#### YOUR OBJECTIVE
Transcribe every record that appears below, exactly and in full.

[Excerpts of pointing data]
******

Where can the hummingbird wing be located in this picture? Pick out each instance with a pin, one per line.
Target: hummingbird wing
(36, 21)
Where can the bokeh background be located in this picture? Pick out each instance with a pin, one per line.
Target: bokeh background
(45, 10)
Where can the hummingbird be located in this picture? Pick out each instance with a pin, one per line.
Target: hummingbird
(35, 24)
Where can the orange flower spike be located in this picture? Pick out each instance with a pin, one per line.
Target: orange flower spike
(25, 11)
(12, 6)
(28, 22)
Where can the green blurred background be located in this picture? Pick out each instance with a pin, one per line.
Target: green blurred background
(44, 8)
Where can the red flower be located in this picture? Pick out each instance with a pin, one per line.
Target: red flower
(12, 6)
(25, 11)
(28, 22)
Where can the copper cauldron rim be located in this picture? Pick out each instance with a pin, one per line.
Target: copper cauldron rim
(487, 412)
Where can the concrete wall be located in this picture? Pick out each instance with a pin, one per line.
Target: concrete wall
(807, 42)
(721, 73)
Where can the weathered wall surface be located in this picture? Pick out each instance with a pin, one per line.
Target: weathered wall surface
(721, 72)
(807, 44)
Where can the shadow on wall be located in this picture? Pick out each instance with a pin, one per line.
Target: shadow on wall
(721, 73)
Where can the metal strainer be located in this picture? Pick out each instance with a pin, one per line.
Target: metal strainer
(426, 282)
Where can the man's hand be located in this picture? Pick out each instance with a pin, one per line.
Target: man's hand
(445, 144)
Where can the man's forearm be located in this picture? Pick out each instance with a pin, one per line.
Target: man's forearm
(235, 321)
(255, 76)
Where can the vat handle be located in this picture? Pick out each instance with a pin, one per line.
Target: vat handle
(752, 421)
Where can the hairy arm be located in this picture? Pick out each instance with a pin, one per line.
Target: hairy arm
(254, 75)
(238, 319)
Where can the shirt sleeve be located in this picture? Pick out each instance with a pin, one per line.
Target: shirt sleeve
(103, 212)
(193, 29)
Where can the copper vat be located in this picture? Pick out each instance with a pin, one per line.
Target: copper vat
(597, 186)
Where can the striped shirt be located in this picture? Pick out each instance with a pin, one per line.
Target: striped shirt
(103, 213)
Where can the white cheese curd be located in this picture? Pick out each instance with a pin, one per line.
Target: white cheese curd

******

#### SOLUTION TO THIS TASK
Where can the hummingbird wing be located in this picture? Pick out each instance with a pin, one per line.
Target: hummingbird wing
(36, 21)
Where can the bokeh background be located in this picture? Pick out each instance with a pin, one per line.
Target: bokeh background
(45, 10)
Where can the hummingbird be located in this picture? Pick out each instance with a pin, one per line.
Target: hummingbird
(35, 24)
Where can the orange flower spike be located in this picture? Pick out each instance with a pin, one per line.
Target: orange flower spike
(25, 11)
(12, 6)
(28, 22)
Where can the green blurred background be located in this picture? Pick out each instance with a pin, one per line.
Target: green blurred background
(44, 8)
Where can the red flower be located in this picture? Pick out each instance with a pin, one per line.
Target: red flower
(12, 6)
(25, 11)
(28, 22)
Where can the copper cauldron rim be located in this picture? Pick out each instance with a pin, one per line.
Target: copper cauldron rim
(487, 412)
Where can the concrete wall be located in this picture? Pick out each instance with a pin, one per line.
Target: concrete wall
(807, 42)
(721, 73)
Where can the weathered wall surface be located in this picture? Pick out each instance with a pin, one per line.
Target: weathered wall surface
(721, 72)
(807, 44)
Where can the shadow on wall be located in this picture? Pick out each instance with a pin, one per line.
Target: shadow on wall
(721, 73)
Where can the metal strainer be located in this picture? Pick out each instance with a pin, one per line.
Target: metal strainer
(426, 282)
Where can the man's hand be located in this picture? Pick out each instance with a pin, one per line.
Target: man's hand
(445, 144)
Where can the man's forearm be located in this picture? Pick out each instance with a pin, one per line.
Target: man's forearm
(235, 321)
(255, 76)
Where can the vat handle be located in this picture? Pick out each instance with a pin, one per line.
Target: vat handle
(752, 421)
Where can the hairy arm be located in this picture? Pick out each instance with a pin, one per line.
Target: hairy arm
(254, 75)
(238, 319)
Where can the shirt sleeve be located in this picture? Pick out each instance with a pin, one per line.
Target: shirt sleeve
(103, 212)
(193, 29)
Where can the copper vat be located in this picture? Pick out each instance with a pin, one per line.
Target: copper vat
(597, 186)
Where can the striped shirt be located in this picture? Pick out each instance with a pin, one per line.
Target: striped shirt
(103, 213)
Where can the white cheese curd be located in this picture? Pick out each instance with a pin, one per line.
Target: white cheese curd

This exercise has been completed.